Every single entry below should be reproduced verbatim.

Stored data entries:
#####

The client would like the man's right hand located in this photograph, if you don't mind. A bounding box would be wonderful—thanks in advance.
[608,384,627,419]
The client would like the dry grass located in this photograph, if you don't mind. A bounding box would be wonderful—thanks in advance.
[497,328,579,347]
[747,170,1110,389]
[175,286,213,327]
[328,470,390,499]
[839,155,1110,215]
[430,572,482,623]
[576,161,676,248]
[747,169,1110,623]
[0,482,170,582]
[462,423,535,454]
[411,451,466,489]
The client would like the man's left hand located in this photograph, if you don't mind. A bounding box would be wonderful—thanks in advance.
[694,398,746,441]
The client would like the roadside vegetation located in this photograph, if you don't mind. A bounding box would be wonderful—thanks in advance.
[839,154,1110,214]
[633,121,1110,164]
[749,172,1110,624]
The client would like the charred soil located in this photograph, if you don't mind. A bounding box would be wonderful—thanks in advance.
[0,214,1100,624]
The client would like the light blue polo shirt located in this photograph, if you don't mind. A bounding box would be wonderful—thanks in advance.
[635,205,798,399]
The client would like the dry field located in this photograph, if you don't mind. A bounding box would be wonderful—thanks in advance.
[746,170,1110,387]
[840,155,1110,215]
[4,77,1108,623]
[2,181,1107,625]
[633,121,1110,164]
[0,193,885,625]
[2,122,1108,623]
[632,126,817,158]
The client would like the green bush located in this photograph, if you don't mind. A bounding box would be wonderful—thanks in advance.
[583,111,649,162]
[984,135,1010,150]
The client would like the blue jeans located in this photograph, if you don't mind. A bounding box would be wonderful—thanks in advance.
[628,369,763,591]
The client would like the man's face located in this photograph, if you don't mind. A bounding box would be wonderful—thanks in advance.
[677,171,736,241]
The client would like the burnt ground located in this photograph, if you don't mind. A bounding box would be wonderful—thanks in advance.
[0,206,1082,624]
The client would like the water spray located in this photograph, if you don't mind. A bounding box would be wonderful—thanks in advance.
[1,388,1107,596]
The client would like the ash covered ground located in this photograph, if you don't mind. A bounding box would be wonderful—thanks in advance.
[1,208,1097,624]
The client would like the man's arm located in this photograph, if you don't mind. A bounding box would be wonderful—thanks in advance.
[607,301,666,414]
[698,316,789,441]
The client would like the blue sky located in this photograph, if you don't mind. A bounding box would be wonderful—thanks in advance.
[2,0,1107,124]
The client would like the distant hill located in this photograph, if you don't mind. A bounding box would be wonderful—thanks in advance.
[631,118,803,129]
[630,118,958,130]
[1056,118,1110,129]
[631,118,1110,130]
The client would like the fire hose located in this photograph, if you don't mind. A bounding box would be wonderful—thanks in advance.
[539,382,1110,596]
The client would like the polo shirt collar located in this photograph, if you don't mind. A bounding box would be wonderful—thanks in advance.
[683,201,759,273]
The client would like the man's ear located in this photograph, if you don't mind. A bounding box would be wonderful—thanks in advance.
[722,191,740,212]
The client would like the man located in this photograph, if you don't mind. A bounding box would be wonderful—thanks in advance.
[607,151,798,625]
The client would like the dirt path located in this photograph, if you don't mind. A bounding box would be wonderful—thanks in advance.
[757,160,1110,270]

#####

Exercise solution:
The client would like the man's right hand located in this photograph, if you don't mind. A bounding box would be wonderful—thanks in advance.
[608,384,627,419]
The client would like the dry grass located in this photograph, if you don't mind. A bounding box would be wonderful—thanks in advance.
[497,328,579,347]
[747,170,1110,389]
[175,286,213,327]
[328,470,390,499]
[839,155,1110,215]
[430,572,482,623]
[576,161,676,248]
[747,169,1110,623]
[0,482,170,582]
[462,423,535,454]
[411,451,466,489]
The client would like the man's left hand located in this photograph, if you don't mind. A bounding box would be wonderful—thanks in advance.
[694,398,746,441]
The client would like the roadside vegetation located in this photograph, if you don't mind. A bounding box would be wonderful—thanks in advance.
[839,154,1110,214]
[633,121,1110,164]
[749,172,1110,624]
The client would like the charred soil located in this photograph, if you don't mind. A bounding box would be wonderful—thanks in advance.
[0,214,1100,624]
The client would like the light blue polo shirt located in this photograph, if you don't mind. A bounding box would be wonderful—thanks in advance.
[635,205,798,399]
The client would like the dry field located in this photograph, if you don't mind. A bounding box would be wonderful—thanks in advance.
[746,170,1110,387]
[840,155,1110,215]
[4,77,1108,623]
[2,181,1107,625]
[633,121,1110,164]
[0,193,885,625]
[2,122,1108,623]
[632,126,817,158]
The client would like the green bush located in this photograph, if you don't mind. A bounding box would be wonderful—thanks in advance.
[583,111,649,162]
[984,135,1010,150]
The client would like the blue jeans located in this photograph, if you don't mind. A bounding box would be wonderful—thanks in advance.
[628,369,763,591]
The client would like the man's face located in this photograph, if you don't mind. A bounding box would be wonderful—thanks in advance.
[677,171,736,241]
The client would like the burnt ground located in this photograph, if you don't mind. A bounding box would be wonderful—thanks in advance.
[0,206,1082,624]
The client would like the water spray located in this photograph, if you don't mind. A bounding box would be wonderful—thanks in advance.
[1,388,1107,596]
The client would like the ash covered ground located in this photograph, if you don't mind. A bounding box would be wonderful—thanks in advance.
[1,208,1097,624]
The client would like the man's arm located in this photograph, if you don't mind. A bounding box would be wonderful—thanks in advance.
[607,301,666,414]
[698,316,789,441]
The client would like the blue sky located in this photograph, if you don't mind. A bounding box would be wonderful—thanks in advance.
[2,0,1107,124]
The client would like the distant hill located in this photograph, if you don't mind. A bounding box would be wonderful—thanks in advance.
[631,118,803,129]
[630,118,958,130]
[1056,118,1110,129]
[631,118,1110,130]
The client would like the fire hose located in this photograph, if you don't mind. A bounding box would be wonderful—thanks in advance.
[539,382,1110,596]
The client would like the polo shirt collar located in this photograph, if you don't mind. A bounding box would be wonderful—thanks in advance.
[683,201,759,273]
The client would like the man's ear located in this photograph, if you don't mind. A bounding box would be wonderful—thanks in advance.
[722,191,740,212]
The client would like the man located in this photograph, if you don't mind. A bounding box would be wonderful—thanks in advance.
[607,151,798,625]
The client would like the dirt path located in this photograph, if you don't mind. A bounding box would be wonderful—thanks in advance.
[757,160,1110,270]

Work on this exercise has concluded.